» **THE TASK**
Please transcribe every record below exactly as it appears.

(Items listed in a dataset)

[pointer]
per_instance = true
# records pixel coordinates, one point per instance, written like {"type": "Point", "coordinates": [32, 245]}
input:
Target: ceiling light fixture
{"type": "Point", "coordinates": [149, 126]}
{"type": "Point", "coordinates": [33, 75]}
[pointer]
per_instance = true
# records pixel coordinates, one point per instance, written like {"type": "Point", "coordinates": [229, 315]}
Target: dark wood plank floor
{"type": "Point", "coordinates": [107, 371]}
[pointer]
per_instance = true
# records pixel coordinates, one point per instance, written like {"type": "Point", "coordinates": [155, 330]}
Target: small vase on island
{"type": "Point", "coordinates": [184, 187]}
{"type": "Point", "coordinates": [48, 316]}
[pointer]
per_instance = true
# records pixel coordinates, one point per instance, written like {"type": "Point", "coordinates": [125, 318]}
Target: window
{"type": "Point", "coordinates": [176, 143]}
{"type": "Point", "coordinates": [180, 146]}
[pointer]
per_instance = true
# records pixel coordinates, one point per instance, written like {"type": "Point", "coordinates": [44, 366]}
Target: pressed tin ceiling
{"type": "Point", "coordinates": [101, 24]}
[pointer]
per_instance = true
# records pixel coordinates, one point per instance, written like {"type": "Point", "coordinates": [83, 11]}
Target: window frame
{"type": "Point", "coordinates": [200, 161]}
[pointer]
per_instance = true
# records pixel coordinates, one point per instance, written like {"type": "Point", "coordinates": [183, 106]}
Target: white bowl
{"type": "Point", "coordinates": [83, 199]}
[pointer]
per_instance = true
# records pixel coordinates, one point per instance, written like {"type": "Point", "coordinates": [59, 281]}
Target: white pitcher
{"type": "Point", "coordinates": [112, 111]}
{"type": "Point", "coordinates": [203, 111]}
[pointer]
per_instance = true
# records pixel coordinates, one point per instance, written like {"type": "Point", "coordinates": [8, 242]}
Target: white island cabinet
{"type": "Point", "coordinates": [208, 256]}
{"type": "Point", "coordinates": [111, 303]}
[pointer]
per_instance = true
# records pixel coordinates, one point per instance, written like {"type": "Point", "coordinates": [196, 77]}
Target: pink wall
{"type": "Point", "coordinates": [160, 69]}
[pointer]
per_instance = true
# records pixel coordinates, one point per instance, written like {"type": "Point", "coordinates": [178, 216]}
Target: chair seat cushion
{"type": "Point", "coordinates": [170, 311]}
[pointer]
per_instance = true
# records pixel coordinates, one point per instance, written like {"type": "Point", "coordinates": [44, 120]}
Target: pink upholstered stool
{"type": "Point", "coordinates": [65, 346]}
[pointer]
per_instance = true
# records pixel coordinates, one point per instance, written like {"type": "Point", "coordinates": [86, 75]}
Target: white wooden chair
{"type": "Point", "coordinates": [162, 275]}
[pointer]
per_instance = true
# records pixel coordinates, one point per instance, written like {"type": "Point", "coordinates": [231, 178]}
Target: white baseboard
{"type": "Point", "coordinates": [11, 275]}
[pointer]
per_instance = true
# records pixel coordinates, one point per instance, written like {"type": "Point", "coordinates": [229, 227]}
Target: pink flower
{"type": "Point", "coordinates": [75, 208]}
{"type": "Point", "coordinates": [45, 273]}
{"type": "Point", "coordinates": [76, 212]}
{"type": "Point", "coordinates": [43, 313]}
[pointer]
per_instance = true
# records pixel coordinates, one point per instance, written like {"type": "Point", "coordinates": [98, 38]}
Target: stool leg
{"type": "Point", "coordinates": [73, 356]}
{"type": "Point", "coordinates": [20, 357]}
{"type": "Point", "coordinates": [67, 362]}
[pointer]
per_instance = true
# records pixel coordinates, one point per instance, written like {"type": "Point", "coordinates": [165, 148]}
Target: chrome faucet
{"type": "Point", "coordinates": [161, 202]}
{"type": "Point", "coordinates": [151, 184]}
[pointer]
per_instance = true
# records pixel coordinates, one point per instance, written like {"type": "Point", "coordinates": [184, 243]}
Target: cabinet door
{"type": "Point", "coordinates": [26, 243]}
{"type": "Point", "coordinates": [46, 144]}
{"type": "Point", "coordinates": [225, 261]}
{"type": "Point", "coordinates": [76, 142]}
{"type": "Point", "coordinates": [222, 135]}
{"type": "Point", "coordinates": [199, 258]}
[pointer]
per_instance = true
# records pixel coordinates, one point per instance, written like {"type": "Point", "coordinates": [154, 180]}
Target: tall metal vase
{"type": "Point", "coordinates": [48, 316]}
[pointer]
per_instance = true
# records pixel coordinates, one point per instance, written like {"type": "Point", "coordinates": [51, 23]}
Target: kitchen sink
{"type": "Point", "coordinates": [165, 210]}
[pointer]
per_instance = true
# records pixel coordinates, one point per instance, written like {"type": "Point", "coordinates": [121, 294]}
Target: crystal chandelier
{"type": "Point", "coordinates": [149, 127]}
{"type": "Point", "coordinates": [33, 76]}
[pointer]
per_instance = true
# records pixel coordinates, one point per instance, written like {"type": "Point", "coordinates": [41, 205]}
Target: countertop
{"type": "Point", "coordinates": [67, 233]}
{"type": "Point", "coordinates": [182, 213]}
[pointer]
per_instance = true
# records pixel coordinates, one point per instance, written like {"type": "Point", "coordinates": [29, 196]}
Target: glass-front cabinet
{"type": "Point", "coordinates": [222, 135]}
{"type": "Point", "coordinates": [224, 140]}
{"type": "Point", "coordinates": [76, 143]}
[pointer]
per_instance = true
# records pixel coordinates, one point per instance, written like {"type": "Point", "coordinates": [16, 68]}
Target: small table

» **COMPLETED TASK**
[pointer]
per_instance = true
# records pixel coordinates, one point per instance, written like {"type": "Point", "coordinates": [32, 245]}
input:
Target: ceiling light fixture
{"type": "Point", "coordinates": [149, 126]}
{"type": "Point", "coordinates": [33, 75]}
[pointer]
per_instance = true
# records pixel coordinates, one point per instance, written like {"type": "Point", "coordinates": [229, 315]}
Target: dark wood plank floor
{"type": "Point", "coordinates": [107, 371]}
[pointer]
per_instance = true
# records pixel coordinates, one point per instance, written like {"type": "Point", "coordinates": [155, 330]}
Target: small vase on island
{"type": "Point", "coordinates": [184, 187]}
{"type": "Point", "coordinates": [48, 316]}
[pointer]
per_instance = true
# records pixel coordinates, one point per instance, written like {"type": "Point", "coordinates": [125, 318]}
Target: window
{"type": "Point", "coordinates": [176, 143]}
{"type": "Point", "coordinates": [180, 146]}
[pointer]
per_instance = true
# records pixel coordinates, one point per instance, written like {"type": "Point", "coordinates": [44, 366]}
Target: pressed tin ceiling
{"type": "Point", "coordinates": [101, 24]}
[pointer]
per_instance = true
# records pixel coordinates, one point per instance, written like {"type": "Point", "coordinates": [83, 11]}
Target: window frame
{"type": "Point", "coordinates": [200, 161]}
[pointer]
per_instance = true
# records pixel coordinates, one point per instance, written like {"type": "Point", "coordinates": [183, 106]}
Target: white bowl
{"type": "Point", "coordinates": [83, 199]}
[pointer]
per_instance = true
# records pixel coordinates, one point per instance, written like {"type": "Point", "coordinates": [59, 281]}
Target: white pitcher
{"type": "Point", "coordinates": [112, 111]}
{"type": "Point", "coordinates": [203, 111]}
[pointer]
per_instance = true
# records pixel coordinates, one point per instance, written like {"type": "Point", "coordinates": [8, 242]}
Target: white island cabinet
{"type": "Point", "coordinates": [208, 256]}
{"type": "Point", "coordinates": [111, 303]}
[pointer]
per_instance = true
# records pixel coordinates, one point per instance, written like {"type": "Point", "coordinates": [196, 77]}
Target: pink wall
{"type": "Point", "coordinates": [160, 69]}
[pointer]
per_instance = true
# records pixel coordinates, one point per instance, written like {"type": "Point", "coordinates": [178, 216]}
Target: chair seat cushion
{"type": "Point", "coordinates": [170, 311]}
[pointer]
per_instance = true
# records pixel coordinates, one point per instance, written like {"type": "Point", "coordinates": [44, 120]}
Target: pink upholstered stool
{"type": "Point", "coordinates": [65, 346]}
[pointer]
per_instance = true
# records pixel coordinates, one point per instance, written like {"type": "Point", "coordinates": [86, 75]}
Target: white wooden chair
{"type": "Point", "coordinates": [162, 275]}
[pointer]
per_instance = true
# records pixel coordinates, one point per instance, written like {"type": "Point", "coordinates": [231, 178]}
Target: white baseboard
{"type": "Point", "coordinates": [11, 275]}
[pointer]
per_instance = true
# records pixel coordinates, one point per instance, written like {"type": "Point", "coordinates": [229, 227]}
Target: pink flower
{"type": "Point", "coordinates": [75, 208]}
{"type": "Point", "coordinates": [45, 273]}
{"type": "Point", "coordinates": [76, 212]}
{"type": "Point", "coordinates": [43, 313]}
[pointer]
per_instance = true
# records pixel coordinates, one point per instance, written like {"type": "Point", "coordinates": [98, 38]}
Target: stool leg
{"type": "Point", "coordinates": [73, 356]}
{"type": "Point", "coordinates": [20, 357]}
{"type": "Point", "coordinates": [67, 362]}
[pointer]
per_instance = true
# records pixel coordinates, one point per instance, written like {"type": "Point", "coordinates": [165, 148]}
Target: chrome faucet
{"type": "Point", "coordinates": [161, 202]}
{"type": "Point", "coordinates": [151, 184]}
[pointer]
per_instance = true
# records pixel coordinates, one point per instance, written like {"type": "Point", "coordinates": [184, 243]}
Target: cabinet door
{"type": "Point", "coordinates": [26, 243]}
{"type": "Point", "coordinates": [46, 144]}
{"type": "Point", "coordinates": [225, 261]}
{"type": "Point", "coordinates": [76, 142]}
{"type": "Point", "coordinates": [222, 135]}
{"type": "Point", "coordinates": [199, 258]}
[pointer]
per_instance = true
# records pixel coordinates, one point per instance, written like {"type": "Point", "coordinates": [154, 180]}
Target: tall metal vase
{"type": "Point", "coordinates": [48, 316]}
[pointer]
per_instance = true
# records pixel coordinates, one point per instance, written like {"type": "Point", "coordinates": [51, 23]}
Target: kitchen sink
{"type": "Point", "coordinates": [165, 210]}
[pointer]
per_instance = true
# records pixel coordinates, one point per instance, written like {"type": "Point", "coordinates": [121, 294]}
Target: crystal chandelier
{"type": "Point", "coordinates": [149, 127]}
{"type": "Point", "coordinates": [33, 76]}
[pointer]
per_instance = true
# records pixel coordinates, one point per instance, written like {"type": "Point", "coordinates": [41, 205]}
Target: countertop
{"type": "Point", "coordinates": [67, 233]}
{"type": "Point", "coordinates": [182, 213]}
[pointer]
per_instance = true
# records pixel coordinates, one point per instance, written like {"type": "Point", "coordinates": [29, 196]}
Target: glass-front cabinet
{"type": "Point", "coordinates": [222, 135]}
{"type": "Point", "coordinates": [224, 140]}
{"type": "Point", "coordinates": [76, 143]}
[pointer]
per_instance = true
# records pixel coordinates, one point per instance, written like {"type": "Point", "coordinates": [16, 68]}
Target: small table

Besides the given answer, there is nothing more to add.